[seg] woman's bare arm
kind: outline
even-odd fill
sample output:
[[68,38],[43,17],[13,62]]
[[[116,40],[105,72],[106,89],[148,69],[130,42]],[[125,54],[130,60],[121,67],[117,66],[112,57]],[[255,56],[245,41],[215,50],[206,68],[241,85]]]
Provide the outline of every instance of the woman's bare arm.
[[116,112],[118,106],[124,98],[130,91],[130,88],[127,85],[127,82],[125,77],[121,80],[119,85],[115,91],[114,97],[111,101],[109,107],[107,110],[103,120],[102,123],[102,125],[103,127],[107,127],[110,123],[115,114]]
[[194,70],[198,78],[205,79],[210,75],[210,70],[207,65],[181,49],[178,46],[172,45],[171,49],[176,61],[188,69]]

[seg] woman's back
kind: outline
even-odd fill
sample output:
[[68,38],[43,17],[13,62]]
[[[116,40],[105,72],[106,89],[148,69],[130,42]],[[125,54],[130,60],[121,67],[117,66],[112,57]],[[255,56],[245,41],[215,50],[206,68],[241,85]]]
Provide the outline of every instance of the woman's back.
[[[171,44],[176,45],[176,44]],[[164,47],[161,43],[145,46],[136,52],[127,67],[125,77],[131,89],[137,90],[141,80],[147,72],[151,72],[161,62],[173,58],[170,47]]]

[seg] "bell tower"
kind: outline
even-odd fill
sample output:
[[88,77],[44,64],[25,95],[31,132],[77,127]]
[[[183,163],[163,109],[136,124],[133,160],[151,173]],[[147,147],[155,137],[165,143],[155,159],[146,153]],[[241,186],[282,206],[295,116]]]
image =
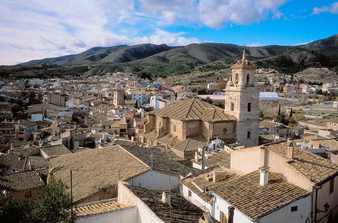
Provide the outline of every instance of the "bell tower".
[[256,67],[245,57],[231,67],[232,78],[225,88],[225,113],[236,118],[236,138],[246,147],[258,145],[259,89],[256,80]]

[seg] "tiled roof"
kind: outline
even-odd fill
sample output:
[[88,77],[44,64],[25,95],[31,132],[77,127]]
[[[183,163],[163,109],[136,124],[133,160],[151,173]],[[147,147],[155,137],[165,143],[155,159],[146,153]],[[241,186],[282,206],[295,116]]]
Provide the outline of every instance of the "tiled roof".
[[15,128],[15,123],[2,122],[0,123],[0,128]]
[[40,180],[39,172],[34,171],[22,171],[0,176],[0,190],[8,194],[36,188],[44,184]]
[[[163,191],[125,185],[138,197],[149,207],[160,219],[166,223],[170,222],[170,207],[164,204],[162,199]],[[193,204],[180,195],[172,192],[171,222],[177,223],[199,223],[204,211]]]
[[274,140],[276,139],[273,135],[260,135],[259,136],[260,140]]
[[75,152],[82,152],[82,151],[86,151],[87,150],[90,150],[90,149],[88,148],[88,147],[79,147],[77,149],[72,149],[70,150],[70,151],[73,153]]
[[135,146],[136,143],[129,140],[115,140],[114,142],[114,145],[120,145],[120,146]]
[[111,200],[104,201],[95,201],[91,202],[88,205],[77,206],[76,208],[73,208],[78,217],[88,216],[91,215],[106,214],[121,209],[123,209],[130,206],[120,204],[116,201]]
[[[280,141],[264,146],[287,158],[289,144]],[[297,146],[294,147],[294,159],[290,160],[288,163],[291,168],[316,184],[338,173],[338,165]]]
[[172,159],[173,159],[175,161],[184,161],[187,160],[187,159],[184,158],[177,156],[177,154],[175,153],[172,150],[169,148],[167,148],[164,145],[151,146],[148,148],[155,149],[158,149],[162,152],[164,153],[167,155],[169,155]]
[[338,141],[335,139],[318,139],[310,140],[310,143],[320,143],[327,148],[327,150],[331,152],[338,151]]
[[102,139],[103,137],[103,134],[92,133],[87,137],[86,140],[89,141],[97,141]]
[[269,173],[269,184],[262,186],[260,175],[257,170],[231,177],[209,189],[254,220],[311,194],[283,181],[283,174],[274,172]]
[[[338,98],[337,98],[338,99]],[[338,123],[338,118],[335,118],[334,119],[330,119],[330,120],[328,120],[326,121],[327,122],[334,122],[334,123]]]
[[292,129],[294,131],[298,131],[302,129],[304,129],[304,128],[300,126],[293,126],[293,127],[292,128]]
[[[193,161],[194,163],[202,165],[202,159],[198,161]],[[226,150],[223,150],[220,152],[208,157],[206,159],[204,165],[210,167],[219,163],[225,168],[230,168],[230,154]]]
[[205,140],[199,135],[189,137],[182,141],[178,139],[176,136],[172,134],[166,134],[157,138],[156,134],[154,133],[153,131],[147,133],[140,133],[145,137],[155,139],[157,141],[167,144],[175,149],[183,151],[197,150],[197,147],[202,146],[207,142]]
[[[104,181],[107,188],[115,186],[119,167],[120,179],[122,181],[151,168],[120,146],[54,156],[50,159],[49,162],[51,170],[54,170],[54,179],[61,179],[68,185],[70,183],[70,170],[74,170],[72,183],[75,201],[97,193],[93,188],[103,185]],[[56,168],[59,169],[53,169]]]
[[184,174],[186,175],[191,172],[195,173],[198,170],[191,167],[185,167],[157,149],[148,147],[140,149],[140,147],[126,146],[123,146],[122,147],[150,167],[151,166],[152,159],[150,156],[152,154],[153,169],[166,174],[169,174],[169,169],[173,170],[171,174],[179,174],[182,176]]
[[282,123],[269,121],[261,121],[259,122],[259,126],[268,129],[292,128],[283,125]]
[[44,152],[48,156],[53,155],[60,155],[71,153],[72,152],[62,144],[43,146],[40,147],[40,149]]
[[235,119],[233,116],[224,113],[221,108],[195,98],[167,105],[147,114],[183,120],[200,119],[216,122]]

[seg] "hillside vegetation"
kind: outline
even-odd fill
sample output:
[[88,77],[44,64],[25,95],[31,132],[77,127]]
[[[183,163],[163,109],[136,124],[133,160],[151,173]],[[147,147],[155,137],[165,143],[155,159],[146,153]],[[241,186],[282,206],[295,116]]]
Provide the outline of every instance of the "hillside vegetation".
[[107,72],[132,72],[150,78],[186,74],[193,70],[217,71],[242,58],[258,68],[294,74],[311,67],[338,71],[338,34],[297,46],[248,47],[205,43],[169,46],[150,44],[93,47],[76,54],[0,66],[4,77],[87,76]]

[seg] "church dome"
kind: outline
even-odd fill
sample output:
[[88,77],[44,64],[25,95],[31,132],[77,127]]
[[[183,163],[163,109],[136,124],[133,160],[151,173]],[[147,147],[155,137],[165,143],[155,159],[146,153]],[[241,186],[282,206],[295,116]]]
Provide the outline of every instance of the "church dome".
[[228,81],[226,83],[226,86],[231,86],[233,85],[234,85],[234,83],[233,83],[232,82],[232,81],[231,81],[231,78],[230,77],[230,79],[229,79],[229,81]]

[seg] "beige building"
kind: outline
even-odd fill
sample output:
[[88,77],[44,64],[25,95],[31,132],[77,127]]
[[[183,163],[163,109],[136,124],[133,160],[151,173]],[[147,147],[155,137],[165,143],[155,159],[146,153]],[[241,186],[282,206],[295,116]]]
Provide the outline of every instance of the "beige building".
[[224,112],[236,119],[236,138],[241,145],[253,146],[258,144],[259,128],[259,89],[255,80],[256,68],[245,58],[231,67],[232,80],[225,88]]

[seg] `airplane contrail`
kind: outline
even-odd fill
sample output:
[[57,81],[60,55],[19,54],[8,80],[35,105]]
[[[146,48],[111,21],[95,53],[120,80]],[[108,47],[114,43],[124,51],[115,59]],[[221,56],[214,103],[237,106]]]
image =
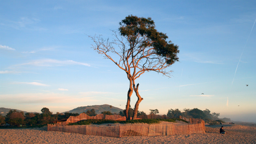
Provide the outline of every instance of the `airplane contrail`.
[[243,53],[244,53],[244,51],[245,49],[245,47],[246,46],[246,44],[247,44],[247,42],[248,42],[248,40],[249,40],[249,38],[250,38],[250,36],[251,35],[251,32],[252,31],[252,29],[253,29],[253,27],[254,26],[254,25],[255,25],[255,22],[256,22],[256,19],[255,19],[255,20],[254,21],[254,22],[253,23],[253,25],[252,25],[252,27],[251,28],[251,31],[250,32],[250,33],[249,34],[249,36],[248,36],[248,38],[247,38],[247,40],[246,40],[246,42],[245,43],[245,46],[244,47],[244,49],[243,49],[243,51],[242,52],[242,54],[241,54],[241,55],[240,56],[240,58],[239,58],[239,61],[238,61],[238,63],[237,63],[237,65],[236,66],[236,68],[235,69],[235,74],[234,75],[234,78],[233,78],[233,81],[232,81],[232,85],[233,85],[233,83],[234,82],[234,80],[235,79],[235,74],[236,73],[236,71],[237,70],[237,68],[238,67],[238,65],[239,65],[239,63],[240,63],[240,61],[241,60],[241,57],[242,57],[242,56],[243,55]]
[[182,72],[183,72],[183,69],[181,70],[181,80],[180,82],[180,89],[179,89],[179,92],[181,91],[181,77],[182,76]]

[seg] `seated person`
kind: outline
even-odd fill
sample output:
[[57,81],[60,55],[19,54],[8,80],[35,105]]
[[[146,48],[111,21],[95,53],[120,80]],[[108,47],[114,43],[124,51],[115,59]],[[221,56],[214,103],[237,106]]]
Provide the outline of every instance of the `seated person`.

====

Written task -> Locate every line in the records that contains the string "beige" and copy each such line in full.

Output of the exercise ->
[seg] "beige building"
Provide the outline of every instance of the "beige building".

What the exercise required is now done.